GIVEN INSTRUCTION A: In the records, rewrite the lines from the one that has "Domain: orchard scouting" through the one that has "Need: a dot". Replace "grey ocean surface" with "choppy sea surface" and leave everything else unchanged.

DOCUMENT PASSAGE:
=-=-=
So, until the rest of Apache Troop graces us with their presence, COP Graveyard is the White Castle (ha). I fear though I lack some kingly qualities that may paint me a tyrant in the eyes of the locals. It makes for an interesting comparison with the Rudyard Kipling tale (and Sean Connery movie) from which this post derives its title, though I have serious doubts about being proclaimed a god or finding myself thrown from a rope bridge by angry natives.
I had a man come a few days ago looking to make claim to property we destroyed to build the COP. He presented me a piece of paper indicating the quantity of owned land affected. The figure was far larger than the amount we bulldozed and detonated. The man, let’s call him Jack, swore up and down that we leveled exactly this much land, that it was all his, and that he wanted payment. Did this man think me such a fool as to simply write him a check from the American taxpayer? Does he think that I am like ACORN and just dish out federal funds to anybody? Maybe he thought I wanted a kickback. This ruffled my sensibility. I called Jack a liar and a fraud. Jack took offense that we destroyed his land and won’t pay him for it. I said that I have no problem paying for the land he actually owns, but I do not appreciate being treated like an idiot. He was silent. I told him to return the next day with a more accurate and appropriate sum of land and he would get his claim. Jack did not return.
=-=-=
EXCERPTED DATA:
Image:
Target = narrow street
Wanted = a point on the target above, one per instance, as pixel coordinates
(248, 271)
=-=-=
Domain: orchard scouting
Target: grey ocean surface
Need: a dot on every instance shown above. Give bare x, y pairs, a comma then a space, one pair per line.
=-=-=
GIVEN INSTRUCTION B: Transcribe the post about COP Graveyard from the words "So, until the" through the words "by angry natives.".

TASK SOLUTION A:
Domain: orchard scouting
Target: choppy sea surface
Need: a dot on every instance shown above. Give bare x, y pairs, a comma then a space, one pair per line.

TASK SOLUTION B:
So, until the rest of Apache Troop graces us with their presence, COP Graveyard is the White Castle (ha). I fear though I lack some kingly qualities that may paint me a tyrant in the eyes of the locals. It makes for an interesting comparison with the Rudyard Kipling tale (and Sean Connery movie) from which this post derives its title, though I have serious doubts about being proclaimed a god or finding myself thrown from a rope bridge by angry natives.